--- EXTRACTED TEXT ---

[c-nsp] What are other SPs doing about CALEA?

Robert Blayzor rblayzor at inoc.net
Wed Feb 7 07:18:10 EST 2007


Justin Shore wrote:
> Right, that what I was getting at.  All our telephony services are
> either traditional POTS, voice over cable, or voice along side DSL and
> punted to the class-4 switches using SIP.  Other voice traffic is not
> our specific concern.  A CALEA request for the data would cover
> everything but our telephony and a request for the voice wouldn't matter
> in what we connect to the customer.  It still gets picked up on one of
> our soft switches.

Your switch, no problem.  But if you're a facilities based broadband
provider, even if you do not provide VoIP it's now your responsibility
to intercept the voice at your expense for the government.  Thanks
Vonage and the like! ;-)

> That's rather the point though.  CALEA will cover all data on May 14th. 
> CALEA is no longer only voice.  That's why the mailing lists are buzzing
> with CALEA discussions.

If thats true then all of the Cisco LI code is non-compliant as the last
thing I read it was VoIP only and did not currently support data.
Perhaps that's changed but that's what I just recently found right off CCO.

> As far as communication within a non-LI router, we're still trying to
> figure out what to do.  We won't spend a couple hundred-thousand dollars
> to replace everything that won't do LI.  Neither will anyone else.

Look on the bright side, if for some reason they make a request, and you
can't fill it, the fine can be up to $10k a day until you do.

> It's not a problem for cable systems.  By their very nature for one CPE
> to talk to another CPE it must first pass through the upstream interface
> on the CMTS and be switched back out the appropriate downstream
> interface.  There is no direct CPE to CPE communication.  Fortunately
> our Arris CMTSs are LI-capable.

--- DATASET EXTRACT ---

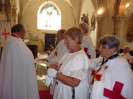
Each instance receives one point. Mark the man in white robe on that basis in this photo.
(72, 75)
(17, 68)
(114, 79)
(87, 43)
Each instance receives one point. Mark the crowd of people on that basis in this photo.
(74, 70)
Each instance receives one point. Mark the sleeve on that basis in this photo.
(78, 68)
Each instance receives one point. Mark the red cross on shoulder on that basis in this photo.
(116, 92)
(5, 34)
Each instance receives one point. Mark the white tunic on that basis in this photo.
(74, 65)
(17, 71)
(118, 71)
(87, 43)
(58, 53)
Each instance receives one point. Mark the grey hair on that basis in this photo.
(110, 41)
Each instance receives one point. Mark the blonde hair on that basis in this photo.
(84, 27)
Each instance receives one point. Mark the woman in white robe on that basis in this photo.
(72, 76)
(17, 68)
(114, 79)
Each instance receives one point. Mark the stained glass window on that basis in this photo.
(49, 18)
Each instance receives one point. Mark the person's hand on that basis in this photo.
(54, 66)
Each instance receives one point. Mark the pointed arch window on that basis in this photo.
(49, 17)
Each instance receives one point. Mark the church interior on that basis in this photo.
(43, 18)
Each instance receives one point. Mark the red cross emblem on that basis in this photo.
(116, 93)
(86, 51)
(5, 34)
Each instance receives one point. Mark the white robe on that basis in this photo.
(74, 65)
(17, 71)
(87, 43)
(118, 70)
(61, 50)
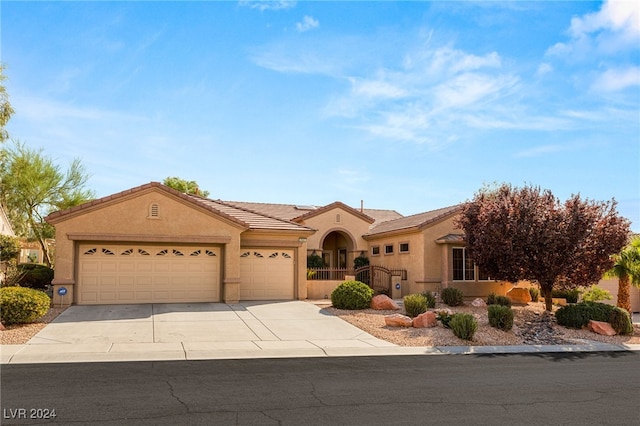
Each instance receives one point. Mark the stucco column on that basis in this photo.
(64, 272)
(231, 278)
(301, 271)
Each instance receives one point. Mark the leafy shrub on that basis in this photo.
(360, 261)
(570, 295)
(500, 317)
(445, 318)
(415, 304)
(314, 261)
(452, 296)
(9, 247)
(352, 295)
(578, 315)
(19, 305)
(34, 275)
(494, 299)
(595, 293)
(620, 320)
(431, 299)
(463, 326)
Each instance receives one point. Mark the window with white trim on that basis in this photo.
(463, 267)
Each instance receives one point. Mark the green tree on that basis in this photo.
(6, 110)
(33, 186)
(627, 269)
(527, 234)
(185, 186)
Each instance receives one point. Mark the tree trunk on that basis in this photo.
(624, 293)
(548, 298)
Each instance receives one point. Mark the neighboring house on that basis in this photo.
(5, 226)
(154, 244)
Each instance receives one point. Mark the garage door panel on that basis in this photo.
(266, 275)
(136, 274)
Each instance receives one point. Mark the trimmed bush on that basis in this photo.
(535, 293)
(415, 304)
(595, 293)
(352, 295)
(494, 299)
(578, 315)
(620, 320)
(34, 275)
(500, 317)
(445, 318)
(570, 295)
(431, 299)
(19, 305)
(463, 326)
(452, 296)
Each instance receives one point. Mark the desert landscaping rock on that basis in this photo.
(398, 320)
(532, 326)
(519, 296)
(426, 319)
(383, 302)
(600, 327)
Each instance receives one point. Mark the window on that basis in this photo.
(463, 267)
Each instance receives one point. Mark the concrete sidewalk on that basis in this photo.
(163, 332)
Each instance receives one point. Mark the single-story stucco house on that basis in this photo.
(153, 244)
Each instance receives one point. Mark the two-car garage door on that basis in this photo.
(266, 274)
(145, 273)
(134, 273)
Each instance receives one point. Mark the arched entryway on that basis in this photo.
(337, 249)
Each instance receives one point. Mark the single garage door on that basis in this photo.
(138, 273)
(266, 274)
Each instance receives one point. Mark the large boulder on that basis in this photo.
(425, 320)
(601, 327)
(479, 303)
(519, 295)
(398, 320)
(383, 302)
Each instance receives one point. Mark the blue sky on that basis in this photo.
(409, 106)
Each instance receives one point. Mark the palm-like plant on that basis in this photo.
(627, 270)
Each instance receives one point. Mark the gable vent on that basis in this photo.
(154, 210)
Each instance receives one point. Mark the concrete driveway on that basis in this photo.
(193, 331)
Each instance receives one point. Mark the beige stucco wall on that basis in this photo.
(351, 225)
(128, 219)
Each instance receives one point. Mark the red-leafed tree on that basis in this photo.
(528, 234)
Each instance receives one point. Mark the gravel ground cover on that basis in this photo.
(532, 326)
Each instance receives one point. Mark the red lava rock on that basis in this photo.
(383, 302)
(600, 327)
(398, 320)
(519, 295)
(425, 320)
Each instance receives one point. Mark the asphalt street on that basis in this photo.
(513, 389)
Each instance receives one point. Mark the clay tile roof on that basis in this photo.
(416, 221)
(334, 205)
(253, 219)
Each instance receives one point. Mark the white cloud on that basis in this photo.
(308, 23)
(614, 80)
(614, 28)
(268, 4)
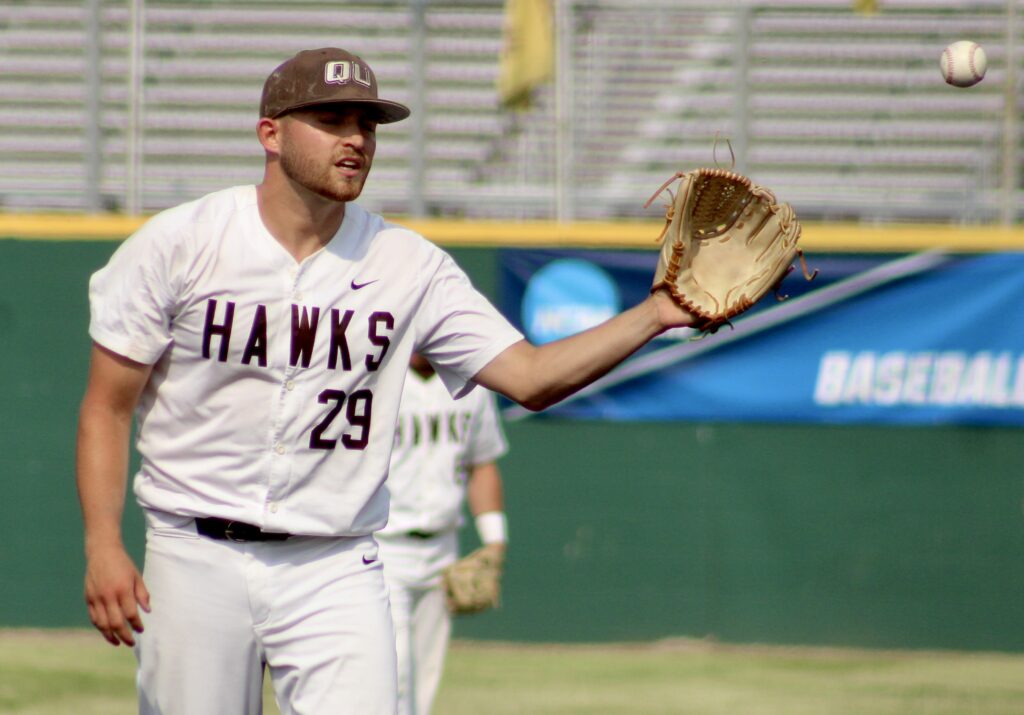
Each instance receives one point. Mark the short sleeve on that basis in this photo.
(131, 298)
(458, 329)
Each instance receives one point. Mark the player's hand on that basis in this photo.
(114, 593)
(671, 313)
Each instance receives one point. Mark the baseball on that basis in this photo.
(964, 64)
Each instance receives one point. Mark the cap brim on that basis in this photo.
(386, 112)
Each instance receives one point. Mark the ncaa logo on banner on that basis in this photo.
(565, 297)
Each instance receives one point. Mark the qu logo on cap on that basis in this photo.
(346, 71)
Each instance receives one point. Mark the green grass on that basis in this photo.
(75, 672)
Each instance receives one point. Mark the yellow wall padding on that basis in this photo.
(638, 235)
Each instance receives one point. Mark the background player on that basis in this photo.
(444, 451)
(263, 335)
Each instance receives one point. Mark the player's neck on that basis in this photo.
(301, 224)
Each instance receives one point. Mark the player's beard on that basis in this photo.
(322, 178)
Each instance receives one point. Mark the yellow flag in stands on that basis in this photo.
(527, 53)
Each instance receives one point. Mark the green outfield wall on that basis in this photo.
(786, 534)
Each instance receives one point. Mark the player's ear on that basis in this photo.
(268, 132)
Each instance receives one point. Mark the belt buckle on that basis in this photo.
(230, 536)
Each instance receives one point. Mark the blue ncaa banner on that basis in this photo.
(927, 338)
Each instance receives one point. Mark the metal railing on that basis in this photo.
(136, 104)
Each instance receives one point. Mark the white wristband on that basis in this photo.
(493, 528)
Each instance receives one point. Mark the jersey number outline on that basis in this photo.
(358, 413)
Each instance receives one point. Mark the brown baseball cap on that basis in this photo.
(326, 76)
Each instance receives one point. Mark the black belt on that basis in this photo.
(226, 530)
(416, 534)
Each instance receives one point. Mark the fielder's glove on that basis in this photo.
(474, 583)
(726, 243)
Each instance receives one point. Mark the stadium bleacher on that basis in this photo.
(811, 96)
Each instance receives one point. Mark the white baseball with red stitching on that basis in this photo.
(964, 64)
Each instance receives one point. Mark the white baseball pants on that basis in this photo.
(314, 611)
(422, 623)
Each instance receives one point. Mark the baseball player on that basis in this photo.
(260, 336)
(443, 450)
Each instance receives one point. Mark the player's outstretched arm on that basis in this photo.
(539, 376)
(114, 587)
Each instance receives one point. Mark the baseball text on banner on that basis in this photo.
(873, 339)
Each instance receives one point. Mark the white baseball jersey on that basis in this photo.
(275, 384)
(436, 442)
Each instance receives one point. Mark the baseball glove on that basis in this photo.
(474, 583)
(726, 243)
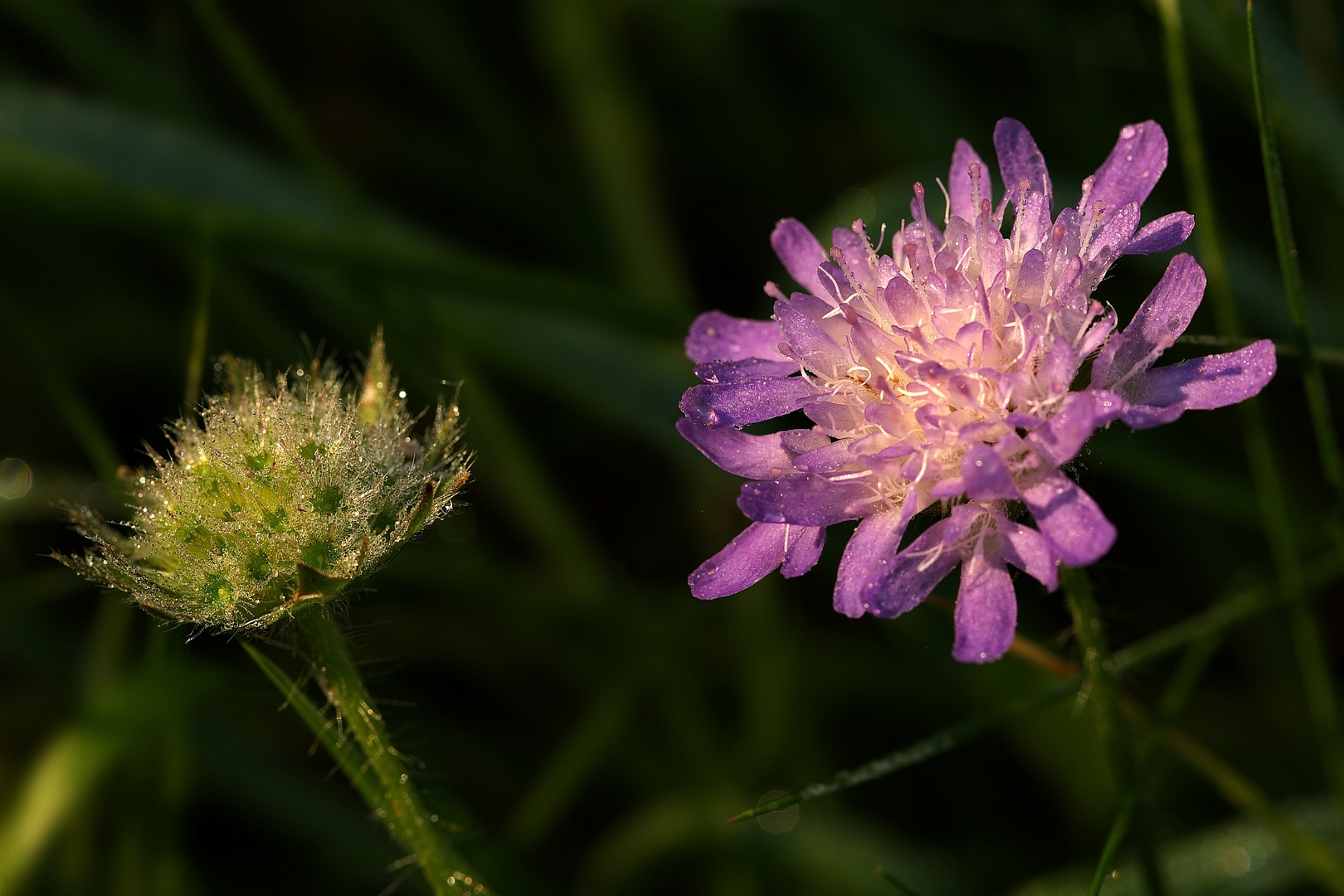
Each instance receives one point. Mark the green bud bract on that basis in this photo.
(280, 496)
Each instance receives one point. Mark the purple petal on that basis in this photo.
(1059, 438)
(1029, 551)
(1159, 236)
(756, 457)
(747, 559)
(986, 476)
(871, 547)
(1070, 520)
(810, 343)
(986, 607)
(800, 251)
(1202, 383)
(1114, 234)
(806, 499)
(1019, 158)
(960, 184)
(908, 579)
(743, 403)
(721, 338)
(749, 368)
(1163, 316)
(1131, 169)
(802, 550)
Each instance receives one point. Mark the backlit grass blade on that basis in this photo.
(919, 751)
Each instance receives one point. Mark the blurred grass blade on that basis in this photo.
(570, 766)
(891, 879)
(101, 56)
(344, 752)
(919, 751)
(262, 89)
(199, 324)
(1174, 699)
(1238, 790)
(1307, 638)
(75, 761)
(1269, 486)
(1313, 379)
(1105, 698)
(616, 139)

---

**WRITTEN TASK 1**
List the three kinds of telephony service that the CALEA mailing-list post says the quoted provider offers.
**WRITTEN TASK 2**
According to the CALEA mailing-list post, how large can the fine be for failing to fill a request?
**WRITTEN TASK 3**
Reproduce the passage of the CALEA mailing-list post that begins with the words containing "If thats true" and ends with "right off CCO.".

**TASK OUTPUT 1**
- Traditional POTS
- Voice over cable
- Voice along side DSL

**TASK OUTPUT 2**
Up to $10k a day until the request is filled.

**TASK OUTPUT 3**
If thats true then all of the Cisco LI code is non-compliant as the last
thing I read it was VoIP only and did not currently support data.
Perhaps that's changed but that's what I just recently found right off CCO.